Provided data:
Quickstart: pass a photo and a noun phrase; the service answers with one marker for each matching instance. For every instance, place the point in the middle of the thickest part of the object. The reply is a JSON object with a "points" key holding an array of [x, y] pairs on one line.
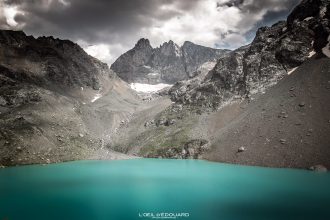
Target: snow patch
{"points": [[292, 70], [148, 88], [326, 50], [311, 54]]}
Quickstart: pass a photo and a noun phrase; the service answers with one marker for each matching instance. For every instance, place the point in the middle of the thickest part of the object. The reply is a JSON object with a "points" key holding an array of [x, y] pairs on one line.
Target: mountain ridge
{"points": [[167, 63]]}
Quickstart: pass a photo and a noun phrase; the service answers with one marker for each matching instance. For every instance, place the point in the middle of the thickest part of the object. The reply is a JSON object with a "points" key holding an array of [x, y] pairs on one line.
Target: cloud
{"points": [[106, 29]]}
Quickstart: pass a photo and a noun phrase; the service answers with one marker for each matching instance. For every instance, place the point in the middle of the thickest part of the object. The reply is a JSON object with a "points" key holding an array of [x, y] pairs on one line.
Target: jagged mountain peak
{"points": [[169, 61], [142, 43]]}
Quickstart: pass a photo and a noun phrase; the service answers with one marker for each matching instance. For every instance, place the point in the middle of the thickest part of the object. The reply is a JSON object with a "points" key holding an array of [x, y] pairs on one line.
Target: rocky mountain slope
{"points": [[265, 104], [254, 107], [168, 63], [274, 52], [49, 109]]}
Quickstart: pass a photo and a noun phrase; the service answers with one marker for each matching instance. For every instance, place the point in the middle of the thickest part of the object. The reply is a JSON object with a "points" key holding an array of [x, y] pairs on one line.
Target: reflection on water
{"points": [[163, 189]]}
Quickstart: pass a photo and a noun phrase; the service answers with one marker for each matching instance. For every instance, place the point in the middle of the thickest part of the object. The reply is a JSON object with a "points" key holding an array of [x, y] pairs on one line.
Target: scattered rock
{"points": [[318, 168]]}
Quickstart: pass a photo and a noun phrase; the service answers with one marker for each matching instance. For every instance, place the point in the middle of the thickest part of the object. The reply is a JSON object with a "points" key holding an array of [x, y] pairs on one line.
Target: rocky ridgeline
{"points": [[27, 63], [49, 60], [273, 53], [168, 63]]}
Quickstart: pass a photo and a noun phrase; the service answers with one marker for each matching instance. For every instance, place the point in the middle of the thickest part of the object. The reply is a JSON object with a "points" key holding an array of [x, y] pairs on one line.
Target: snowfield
{"points": [[148, 88]]}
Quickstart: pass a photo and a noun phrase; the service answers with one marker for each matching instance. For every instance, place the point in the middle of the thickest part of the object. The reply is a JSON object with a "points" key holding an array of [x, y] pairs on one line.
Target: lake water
{"points": [[142, 188]]}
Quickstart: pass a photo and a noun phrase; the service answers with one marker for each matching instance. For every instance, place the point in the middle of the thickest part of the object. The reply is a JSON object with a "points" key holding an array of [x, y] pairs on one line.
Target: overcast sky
{"points": [[108, 28]]}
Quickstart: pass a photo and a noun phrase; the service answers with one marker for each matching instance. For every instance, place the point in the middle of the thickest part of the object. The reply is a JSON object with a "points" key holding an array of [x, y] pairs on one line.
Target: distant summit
{"points": [[168, 63]]}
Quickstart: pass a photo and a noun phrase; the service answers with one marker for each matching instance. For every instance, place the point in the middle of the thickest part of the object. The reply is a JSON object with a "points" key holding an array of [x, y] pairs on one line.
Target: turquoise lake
{"points": [[147, 188]]}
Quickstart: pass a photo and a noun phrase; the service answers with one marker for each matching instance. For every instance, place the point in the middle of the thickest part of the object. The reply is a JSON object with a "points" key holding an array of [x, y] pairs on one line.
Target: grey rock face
{"points": [[253, 68], [168, 63], [47, 61]]}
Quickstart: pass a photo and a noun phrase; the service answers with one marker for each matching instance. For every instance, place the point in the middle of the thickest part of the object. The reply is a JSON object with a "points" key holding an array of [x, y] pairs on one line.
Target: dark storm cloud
{"points": [[96, 20], [118, 24]]}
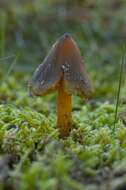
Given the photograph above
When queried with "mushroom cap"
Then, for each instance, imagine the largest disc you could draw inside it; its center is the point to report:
(63, 62)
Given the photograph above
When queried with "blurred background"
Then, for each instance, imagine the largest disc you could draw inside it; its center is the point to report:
(28, 28)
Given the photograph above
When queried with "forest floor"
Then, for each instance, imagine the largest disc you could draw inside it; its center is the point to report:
(32, 156)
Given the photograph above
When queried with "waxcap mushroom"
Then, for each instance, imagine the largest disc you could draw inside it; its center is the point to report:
(62, 62)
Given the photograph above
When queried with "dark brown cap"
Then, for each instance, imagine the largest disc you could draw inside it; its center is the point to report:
(63, 62)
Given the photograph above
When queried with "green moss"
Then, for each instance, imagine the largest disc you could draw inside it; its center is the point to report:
(32, 156)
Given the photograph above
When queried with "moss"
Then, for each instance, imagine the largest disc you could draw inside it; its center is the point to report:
(32, 156)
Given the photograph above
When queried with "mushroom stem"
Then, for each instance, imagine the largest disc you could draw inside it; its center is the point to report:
(64, 109)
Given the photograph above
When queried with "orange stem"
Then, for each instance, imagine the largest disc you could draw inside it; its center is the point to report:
(64, 109)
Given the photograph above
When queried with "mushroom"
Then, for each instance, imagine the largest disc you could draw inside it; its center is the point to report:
(62, 70)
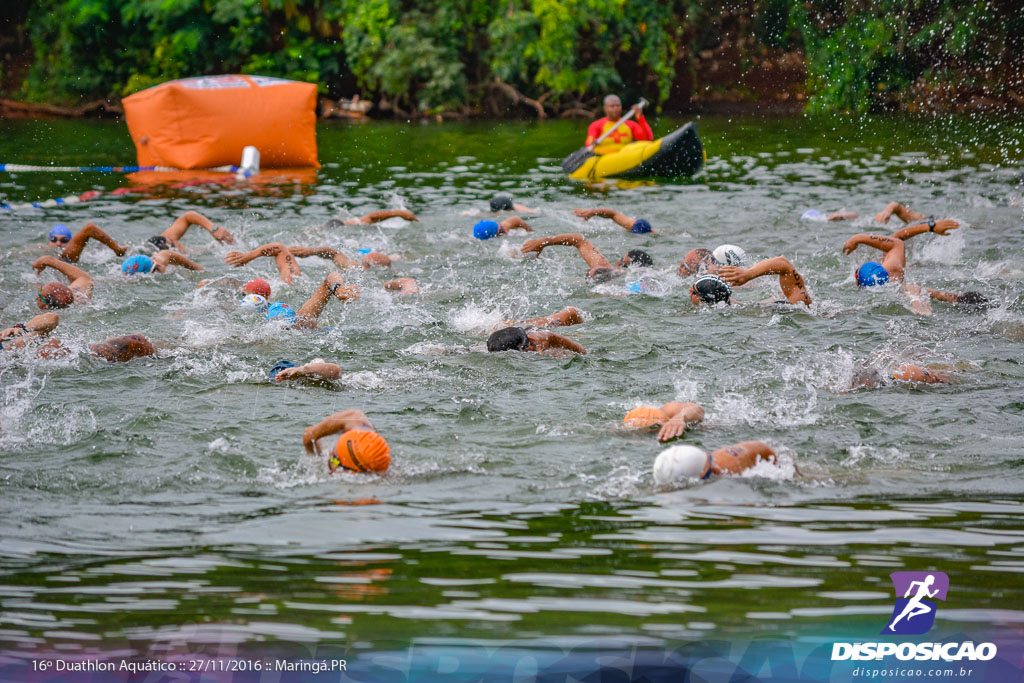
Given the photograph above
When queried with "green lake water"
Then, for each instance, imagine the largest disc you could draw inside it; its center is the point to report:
(168, 502)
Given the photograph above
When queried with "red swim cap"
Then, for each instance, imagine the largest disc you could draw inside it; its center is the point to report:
(361, 452)
(258, 286)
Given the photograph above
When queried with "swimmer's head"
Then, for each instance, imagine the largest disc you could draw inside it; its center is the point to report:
(509, 339)
(973, 301)
(253, 303)
(59, 235)
(710, 289)
(360, 451)
(485, 229)
(602, 274)
(501, 203)
(158, 243)
(643, 417)
(280, 312)
(681, 462)
(257, 286)
(640, 226)
(693, 260)
(54, 295)
(137, 263)
(278, 367)
(728, 255)
(636, 257)
(871, 274)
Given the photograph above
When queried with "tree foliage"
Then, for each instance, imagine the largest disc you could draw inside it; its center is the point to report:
(435, 55)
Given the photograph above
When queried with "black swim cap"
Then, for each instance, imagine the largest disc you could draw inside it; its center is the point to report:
(712, 289)
(501, 203)
(640, 257)
(509, 339)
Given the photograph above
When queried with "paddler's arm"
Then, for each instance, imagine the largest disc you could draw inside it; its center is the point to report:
(377, 216)
(680, 417)
(339, 422)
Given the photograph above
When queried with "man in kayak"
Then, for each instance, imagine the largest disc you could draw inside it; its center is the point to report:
(630, 131)
(600, 267)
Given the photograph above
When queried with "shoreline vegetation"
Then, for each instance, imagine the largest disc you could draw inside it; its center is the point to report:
(524, 58)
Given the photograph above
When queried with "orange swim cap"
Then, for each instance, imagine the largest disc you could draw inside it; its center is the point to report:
(645, 416)
(361, 452)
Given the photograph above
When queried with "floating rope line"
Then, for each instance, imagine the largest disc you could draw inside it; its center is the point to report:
(22, 168)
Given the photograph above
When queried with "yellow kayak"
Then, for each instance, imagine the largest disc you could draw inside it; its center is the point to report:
(679, 153)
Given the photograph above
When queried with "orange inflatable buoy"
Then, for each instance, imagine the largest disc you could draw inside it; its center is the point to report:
(206, 122)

The task: Find every line in the items above that contains the word "rocky" and copy each of those lines in full.

Worked answer:
Target: rocky mountain slope
Target: rocky ridgeline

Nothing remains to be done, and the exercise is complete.